Task prompt:
Without any pictures, copy the records below once more, exactly as they are.

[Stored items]
Segment Open
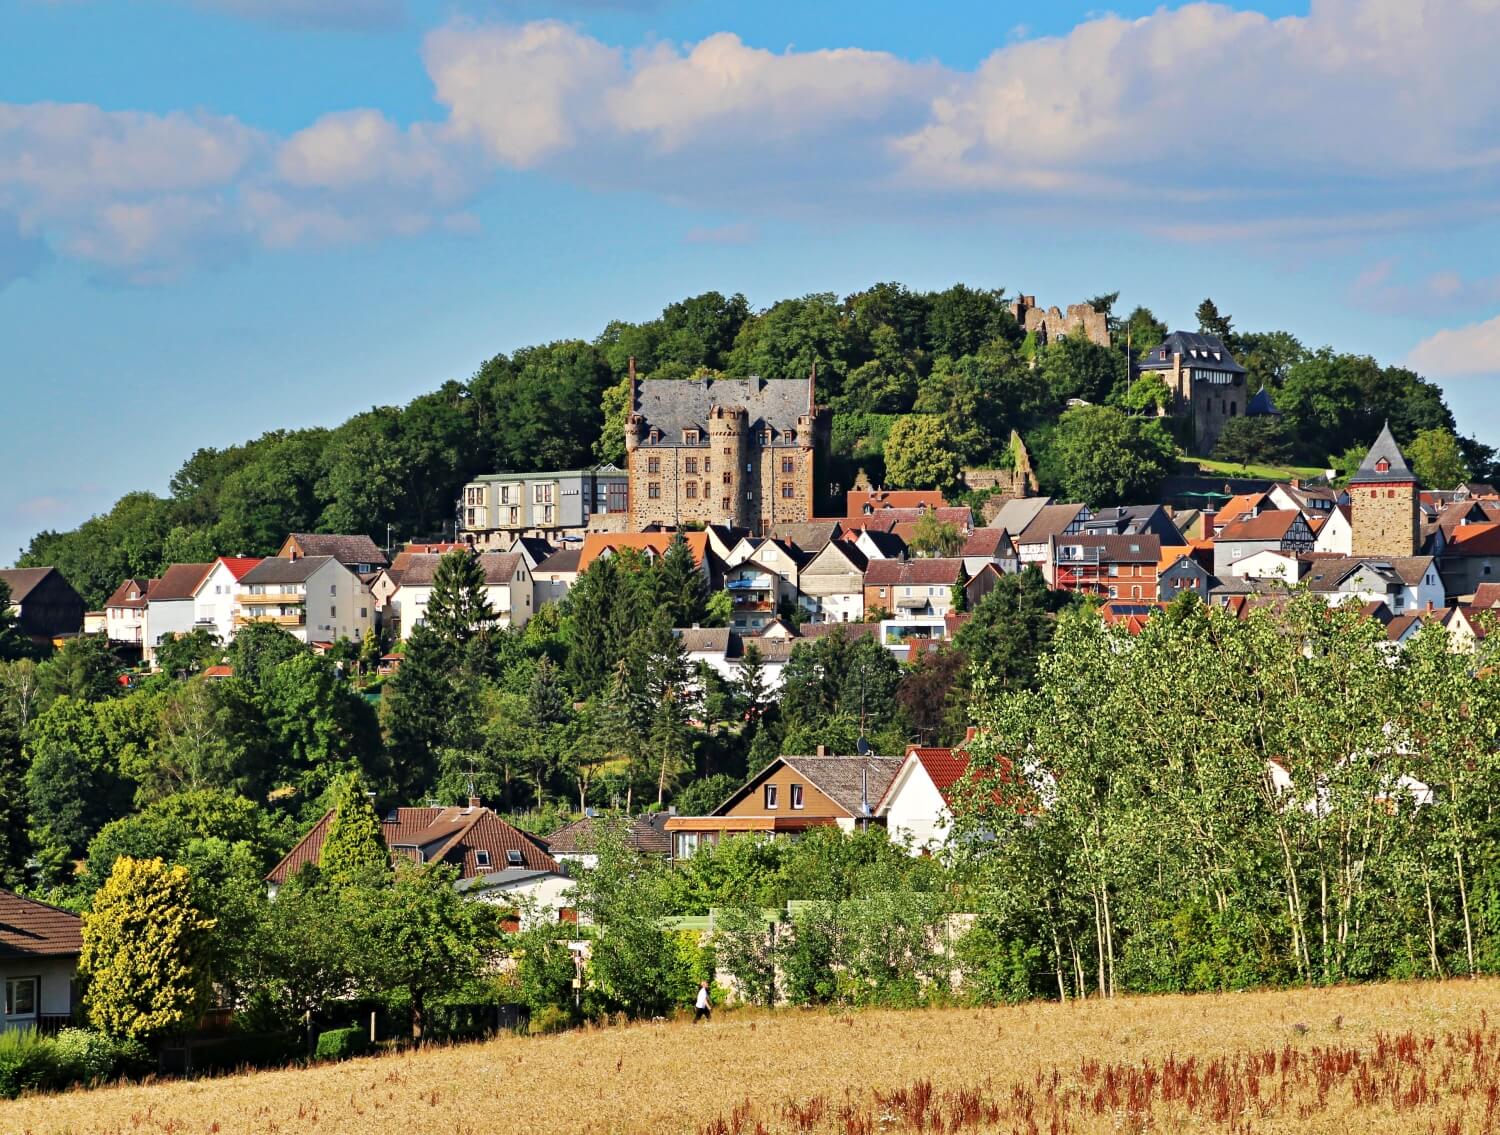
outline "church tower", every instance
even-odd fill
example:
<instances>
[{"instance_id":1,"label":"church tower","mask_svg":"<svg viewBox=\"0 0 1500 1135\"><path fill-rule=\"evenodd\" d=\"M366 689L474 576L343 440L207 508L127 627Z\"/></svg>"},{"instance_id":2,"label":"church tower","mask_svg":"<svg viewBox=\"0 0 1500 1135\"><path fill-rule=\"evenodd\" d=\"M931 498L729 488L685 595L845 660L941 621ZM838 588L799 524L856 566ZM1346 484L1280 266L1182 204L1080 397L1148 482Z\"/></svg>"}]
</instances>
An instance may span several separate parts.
Segment Closed
Exercise response:
outline "church tower", every instance
even-odd fill
example:
<instances>
[{"instance_id":1,"label":"church tower","mask_svg":"<svg viewBox=\"0 0 1500 1135\"><path fill-rule=\"evenodd\" d=\"M366 689L474 576L343 440L207 508L127 627Z\"/></svg>"},{"instance_id":2,"label":"church tower","mask_svg":"<svg viewBox=\"0 0 1500 1135\"><path fill-rule=\"evenodd\" d=\"M931 498L729 488L685 595L845 660L941 621ZM838 588L799 524L856 566ZM1346 484L1280 266L1182 204L1080 397L1148 482Z\"/></svg>"}]
</instances>
An instance may span several separate parts.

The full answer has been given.